(Data excerpts)
= = = =
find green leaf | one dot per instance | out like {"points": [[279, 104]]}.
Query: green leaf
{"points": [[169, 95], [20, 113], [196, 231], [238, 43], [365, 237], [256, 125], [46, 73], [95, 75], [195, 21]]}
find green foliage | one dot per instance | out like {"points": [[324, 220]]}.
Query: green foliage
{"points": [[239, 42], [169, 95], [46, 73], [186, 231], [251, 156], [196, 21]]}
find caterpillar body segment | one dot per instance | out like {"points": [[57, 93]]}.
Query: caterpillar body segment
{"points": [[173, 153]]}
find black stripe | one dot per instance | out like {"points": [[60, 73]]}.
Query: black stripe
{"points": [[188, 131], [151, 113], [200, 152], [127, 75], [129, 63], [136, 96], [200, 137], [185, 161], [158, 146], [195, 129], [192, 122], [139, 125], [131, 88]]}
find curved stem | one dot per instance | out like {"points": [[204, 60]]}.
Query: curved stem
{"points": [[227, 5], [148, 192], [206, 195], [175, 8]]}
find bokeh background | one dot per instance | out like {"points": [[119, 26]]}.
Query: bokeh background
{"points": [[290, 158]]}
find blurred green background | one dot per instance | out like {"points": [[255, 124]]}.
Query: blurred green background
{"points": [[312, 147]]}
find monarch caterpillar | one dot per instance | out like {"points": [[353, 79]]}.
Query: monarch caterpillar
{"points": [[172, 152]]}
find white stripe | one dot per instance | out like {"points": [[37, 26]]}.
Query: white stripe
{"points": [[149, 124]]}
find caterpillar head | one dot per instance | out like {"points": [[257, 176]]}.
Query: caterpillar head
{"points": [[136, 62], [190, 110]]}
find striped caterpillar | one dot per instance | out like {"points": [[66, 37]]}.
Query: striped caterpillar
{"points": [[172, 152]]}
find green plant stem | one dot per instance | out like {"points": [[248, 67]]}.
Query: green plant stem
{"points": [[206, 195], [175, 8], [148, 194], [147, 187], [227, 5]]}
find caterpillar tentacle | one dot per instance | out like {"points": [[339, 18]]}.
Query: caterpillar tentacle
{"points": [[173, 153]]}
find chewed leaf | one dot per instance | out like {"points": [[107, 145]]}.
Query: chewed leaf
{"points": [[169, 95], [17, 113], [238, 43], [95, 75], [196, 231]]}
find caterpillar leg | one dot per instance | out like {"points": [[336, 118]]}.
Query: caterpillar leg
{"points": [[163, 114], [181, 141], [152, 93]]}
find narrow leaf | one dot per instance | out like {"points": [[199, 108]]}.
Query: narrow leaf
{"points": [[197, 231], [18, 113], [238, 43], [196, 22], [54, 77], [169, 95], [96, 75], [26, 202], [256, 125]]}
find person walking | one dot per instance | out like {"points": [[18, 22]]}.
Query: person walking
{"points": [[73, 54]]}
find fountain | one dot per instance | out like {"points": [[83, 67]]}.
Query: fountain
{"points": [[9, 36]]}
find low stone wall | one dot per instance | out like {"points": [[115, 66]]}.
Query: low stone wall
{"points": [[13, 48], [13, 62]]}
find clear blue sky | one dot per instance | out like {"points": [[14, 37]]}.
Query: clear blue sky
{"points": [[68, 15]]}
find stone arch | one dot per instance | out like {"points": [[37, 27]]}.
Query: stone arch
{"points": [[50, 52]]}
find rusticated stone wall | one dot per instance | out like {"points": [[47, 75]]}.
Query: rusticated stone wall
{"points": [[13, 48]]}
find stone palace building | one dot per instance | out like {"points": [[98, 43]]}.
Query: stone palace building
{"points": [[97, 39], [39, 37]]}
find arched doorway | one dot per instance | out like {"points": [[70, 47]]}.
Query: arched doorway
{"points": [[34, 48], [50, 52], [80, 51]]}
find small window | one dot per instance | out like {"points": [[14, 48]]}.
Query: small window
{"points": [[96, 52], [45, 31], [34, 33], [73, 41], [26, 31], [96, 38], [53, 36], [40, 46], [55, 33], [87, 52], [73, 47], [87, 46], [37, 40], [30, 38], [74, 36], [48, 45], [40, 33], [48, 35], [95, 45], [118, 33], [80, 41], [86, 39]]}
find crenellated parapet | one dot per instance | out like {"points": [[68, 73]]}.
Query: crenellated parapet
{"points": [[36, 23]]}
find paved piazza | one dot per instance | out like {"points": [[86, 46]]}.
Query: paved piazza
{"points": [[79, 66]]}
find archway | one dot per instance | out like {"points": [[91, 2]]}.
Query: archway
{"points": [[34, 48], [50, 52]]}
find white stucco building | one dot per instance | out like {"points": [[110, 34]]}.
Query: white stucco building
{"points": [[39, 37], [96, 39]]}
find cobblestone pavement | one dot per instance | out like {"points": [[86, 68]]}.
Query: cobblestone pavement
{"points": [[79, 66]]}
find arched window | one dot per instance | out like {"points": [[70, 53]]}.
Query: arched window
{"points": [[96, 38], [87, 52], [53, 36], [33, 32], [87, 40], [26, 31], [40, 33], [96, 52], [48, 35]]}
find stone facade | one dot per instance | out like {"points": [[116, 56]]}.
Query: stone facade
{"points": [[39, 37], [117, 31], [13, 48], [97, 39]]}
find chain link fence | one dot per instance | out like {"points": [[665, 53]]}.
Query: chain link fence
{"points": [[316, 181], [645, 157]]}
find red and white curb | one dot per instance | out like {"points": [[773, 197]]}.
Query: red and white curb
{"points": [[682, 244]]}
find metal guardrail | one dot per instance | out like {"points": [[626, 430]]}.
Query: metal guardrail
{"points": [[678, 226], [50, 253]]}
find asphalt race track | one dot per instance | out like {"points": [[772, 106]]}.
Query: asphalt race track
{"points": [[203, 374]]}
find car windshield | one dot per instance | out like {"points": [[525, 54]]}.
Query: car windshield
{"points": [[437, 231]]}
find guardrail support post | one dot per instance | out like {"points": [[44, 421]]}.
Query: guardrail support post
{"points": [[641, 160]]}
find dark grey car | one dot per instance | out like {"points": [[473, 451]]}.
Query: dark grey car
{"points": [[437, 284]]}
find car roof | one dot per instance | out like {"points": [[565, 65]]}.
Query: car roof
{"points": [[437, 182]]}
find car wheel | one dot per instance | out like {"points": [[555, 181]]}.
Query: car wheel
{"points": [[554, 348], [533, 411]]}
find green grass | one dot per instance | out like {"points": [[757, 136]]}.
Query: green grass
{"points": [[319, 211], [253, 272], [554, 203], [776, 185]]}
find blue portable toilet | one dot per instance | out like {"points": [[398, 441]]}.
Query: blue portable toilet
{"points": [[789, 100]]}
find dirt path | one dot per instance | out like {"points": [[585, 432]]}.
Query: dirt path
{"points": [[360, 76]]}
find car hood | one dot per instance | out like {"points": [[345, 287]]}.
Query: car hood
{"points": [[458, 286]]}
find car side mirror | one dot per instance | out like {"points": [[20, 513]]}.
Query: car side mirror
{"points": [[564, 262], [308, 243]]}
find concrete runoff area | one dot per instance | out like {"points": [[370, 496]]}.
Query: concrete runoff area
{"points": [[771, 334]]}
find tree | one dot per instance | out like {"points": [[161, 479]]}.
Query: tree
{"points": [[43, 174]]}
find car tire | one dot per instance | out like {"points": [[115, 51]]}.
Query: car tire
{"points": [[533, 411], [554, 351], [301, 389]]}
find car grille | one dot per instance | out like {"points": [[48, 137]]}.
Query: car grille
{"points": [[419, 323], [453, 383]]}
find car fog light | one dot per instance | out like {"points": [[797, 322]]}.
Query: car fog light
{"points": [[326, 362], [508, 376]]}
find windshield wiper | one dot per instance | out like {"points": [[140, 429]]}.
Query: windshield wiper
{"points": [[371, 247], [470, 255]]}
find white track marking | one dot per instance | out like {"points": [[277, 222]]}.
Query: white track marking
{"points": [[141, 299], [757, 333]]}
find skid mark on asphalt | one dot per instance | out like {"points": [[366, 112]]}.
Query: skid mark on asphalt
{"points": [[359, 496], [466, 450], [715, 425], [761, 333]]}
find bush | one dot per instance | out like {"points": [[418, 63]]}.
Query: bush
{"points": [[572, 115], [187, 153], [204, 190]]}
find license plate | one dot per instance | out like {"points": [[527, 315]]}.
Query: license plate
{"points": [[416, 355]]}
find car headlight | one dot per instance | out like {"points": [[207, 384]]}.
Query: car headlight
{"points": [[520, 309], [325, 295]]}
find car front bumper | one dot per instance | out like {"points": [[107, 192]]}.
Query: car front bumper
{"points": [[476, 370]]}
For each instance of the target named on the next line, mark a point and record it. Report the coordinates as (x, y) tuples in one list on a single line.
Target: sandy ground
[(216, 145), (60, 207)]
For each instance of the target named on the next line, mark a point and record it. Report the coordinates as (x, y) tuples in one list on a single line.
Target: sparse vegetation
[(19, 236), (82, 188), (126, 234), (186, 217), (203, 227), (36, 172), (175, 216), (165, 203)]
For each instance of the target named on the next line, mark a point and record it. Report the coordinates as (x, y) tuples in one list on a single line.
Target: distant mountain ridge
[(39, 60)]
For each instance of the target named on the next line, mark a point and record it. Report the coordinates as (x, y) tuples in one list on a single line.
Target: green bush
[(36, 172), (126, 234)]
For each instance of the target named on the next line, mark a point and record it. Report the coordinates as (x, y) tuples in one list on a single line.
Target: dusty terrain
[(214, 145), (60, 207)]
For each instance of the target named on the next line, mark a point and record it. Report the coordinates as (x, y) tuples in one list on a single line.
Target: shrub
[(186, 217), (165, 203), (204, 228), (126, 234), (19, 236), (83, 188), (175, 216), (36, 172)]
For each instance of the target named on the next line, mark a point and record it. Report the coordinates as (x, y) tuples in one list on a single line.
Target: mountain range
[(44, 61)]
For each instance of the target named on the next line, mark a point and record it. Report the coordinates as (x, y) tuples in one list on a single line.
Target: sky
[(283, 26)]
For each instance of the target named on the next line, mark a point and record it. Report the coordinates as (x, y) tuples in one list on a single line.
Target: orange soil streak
= = = =
◆ **What is needed**
The answer should consist of the lines from the first line of the entries through the line with "find bokeh background", copied exactly.

◆ **Written response**
find green leaf | one dot per instance | out like {"points": [[279, 104]]}.
Query: green leaf
{"points": [[169, 95], [20, 113], [196, 231], [238, 43], [365, 237], [256, 125], [46, 73], [95, 75], [195, 21]]}
find green foliage | one dot per instance | out like {"points": [[324, 220]]}.
Query: green foliage
{"points": [[239, 42], [169, 95], [46, 73], [186, 231], [251, 156], [196, 21]]}
find caterpillar body segment | one dot per instance | out like {"points": [[57, 93]]}.
Query: caterpillar body segment
{"points": [[173, 153]]}
find black stripe | one dot per instance | out like {"points": [[60, 73]]}.
Query: black stripe
{"points": [[188, 131], [151, 113], [200, 152], [127, 75], [129, 63], [136, 96], [200, 137], [185, 161], [158, 146], [195, 129], [192, 122], [139, 125], [131, 88]]}
find curved stem | one dot per instance | out like {"points": [[204, 60]]}.
Query: curved stem
{"points": [[227, 5], [148, 192], [206, 195], [175, 8]]}
find bokeh background | one dot per instance | out like {"points": [[119, 26]]}.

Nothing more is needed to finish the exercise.